• Texto
:::

Em fevereiro de 2026, voluntários da Nova Acrópole Juiz de Fora organizaram uma ação de auxílio aos atingidos pelas enchentes na cidade. As fortes chuvas trouxeram momentos desafiadores, fazendo com que a Escola se mobilizasse. Diante do cenário de dificuldade para tantas famílias, os alunos buscaram oferecer um pouco de solidariedade aos concidadãos.
Mobilização e organização
Em decorrência das fortes chuvas, muitos perderam seus pertences pessoais e suas casas. Outros, além disso, perderam seus familiares. Mas, ainda em uma situação difícil como essa, é necessário saber agir com ordem. Ou seja, também para atuar como voluntário a ordem é necessária. Por isso, os alunos passaram por uma formação antes de atuarem em campo. Entre os conhecimentos adquiridos, os participantes aprenderam que, antes de agir, é necessário parar por um instante e observar bem a situação. Dessa maneira, a atuação será mais consciente e não apenas uma reação.
Voluntariado em ação
Visando à maior eficácia da ação, a Nova Acrópole Juiz de Fora buscou um projeto que já estivesse atuando diretamente nas áreas mais afetadas. Desse modo, a Escola somou esforços ao Projeto Ser Luz. A partir do diálogo estabelecido com a instituição, foi surgindo a percepção das necessidades mais urgentes. Consequentemente, mobilizaram-se esforços para atender essas demandas específicas.
Os voluntários arrecadaram doações, produziram 400 lanches, montaram e distribuíram kits de higiene pessoal, além de itens de limpeza, alimentos para as cestas básicas e água, que foram encaminhados aos abrigos.

Uma visão filosófica
Em meio à adversidade e dificuldade do momento, surge um grande aprendizado: juntos somos mais fortes! Quando há união, organização e virtudes em ação, o trabalho se torna mais eficaz e o impacto muito menor. Certamente Juiz de Fora viveu momentos muito duros. Mas, para superar essas dificuldades, a cidade foi chamada à crescer coletivamente. E muitos foram os que atenderam a esse chamado. Afinal, grande parte da população vivenciou a união e o fortalecimento dos laços humanos.
Depoimento
Entre os voluntários, foi recorrente a percepção de que o caos também tem algo a ensinar e pode ser um ponto de transformação. A ação de auxílio aos atingidos pelas chuvas foi uma forma de experienciar de maneira prática o que se aprende na escola: devemos fazer o bem desinteressadamente. Ainda assim, é interessante observar como a consciência fica em paz quando se busca fazer o melhor em cada situação. “No meio da desordem, percebi algo muito bonito: quando nos colocamos a serviço do outro, algo dentro de nós também se organiza“, declarou Ana Lívia, voluntária na ação.

:::

• Descrição da tarefa
Retorne, sem qualquer alteração, o trecho do texto acima sobre a ação voluntária nas enchentes de Juiz de Fora que vai de "Voluntariado em ação" até "essas demandas específicas.", inclusive.

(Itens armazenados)
:::

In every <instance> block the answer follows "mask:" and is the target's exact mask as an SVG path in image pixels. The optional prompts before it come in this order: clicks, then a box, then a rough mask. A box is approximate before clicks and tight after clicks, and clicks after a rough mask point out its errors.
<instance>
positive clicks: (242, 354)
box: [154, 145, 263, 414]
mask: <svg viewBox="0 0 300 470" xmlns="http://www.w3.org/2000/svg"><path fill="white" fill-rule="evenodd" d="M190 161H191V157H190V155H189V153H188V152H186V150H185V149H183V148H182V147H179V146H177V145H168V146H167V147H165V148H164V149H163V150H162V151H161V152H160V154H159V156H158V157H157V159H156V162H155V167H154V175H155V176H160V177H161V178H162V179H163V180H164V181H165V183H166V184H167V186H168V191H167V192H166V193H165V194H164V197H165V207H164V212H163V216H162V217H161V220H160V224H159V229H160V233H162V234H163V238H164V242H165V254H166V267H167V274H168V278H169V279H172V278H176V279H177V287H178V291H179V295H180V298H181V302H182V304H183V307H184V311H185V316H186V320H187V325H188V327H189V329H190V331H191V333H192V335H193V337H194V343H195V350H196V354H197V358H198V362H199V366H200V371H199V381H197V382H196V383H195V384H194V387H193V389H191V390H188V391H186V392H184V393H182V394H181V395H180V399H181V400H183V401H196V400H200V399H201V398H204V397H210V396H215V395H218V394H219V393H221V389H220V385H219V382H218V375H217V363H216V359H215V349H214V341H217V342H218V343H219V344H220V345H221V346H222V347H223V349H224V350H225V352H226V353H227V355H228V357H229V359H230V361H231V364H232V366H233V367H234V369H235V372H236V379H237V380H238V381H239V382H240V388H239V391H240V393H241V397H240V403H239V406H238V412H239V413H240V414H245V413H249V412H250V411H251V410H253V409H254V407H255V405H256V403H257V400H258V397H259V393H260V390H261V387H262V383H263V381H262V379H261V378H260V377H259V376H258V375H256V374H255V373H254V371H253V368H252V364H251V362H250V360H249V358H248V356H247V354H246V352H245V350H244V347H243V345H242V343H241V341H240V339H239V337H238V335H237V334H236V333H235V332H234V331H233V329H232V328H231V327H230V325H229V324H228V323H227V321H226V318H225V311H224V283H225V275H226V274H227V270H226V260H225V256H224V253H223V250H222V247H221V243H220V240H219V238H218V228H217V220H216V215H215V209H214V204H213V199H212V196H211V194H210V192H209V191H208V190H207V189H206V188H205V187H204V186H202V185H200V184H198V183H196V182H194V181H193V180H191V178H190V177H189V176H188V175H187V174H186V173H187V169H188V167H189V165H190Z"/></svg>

:::

• Resposta
Voluntariado em ação
Visando à maior eficácia da ação, a Nova Acrópole Juiz de Fora buscou um projeto que já estivesse atuando diretamente nas áreas mais afetadas. Desse modo, a Escola somou esforços ao Projeto Ser Luz. A partir do diálogo estabelecido com a instituição, foi surgindo a percepção das necessidades mais urgentes. Consequentemente, mobilizaram-se esforços para atender essas demandas específicas.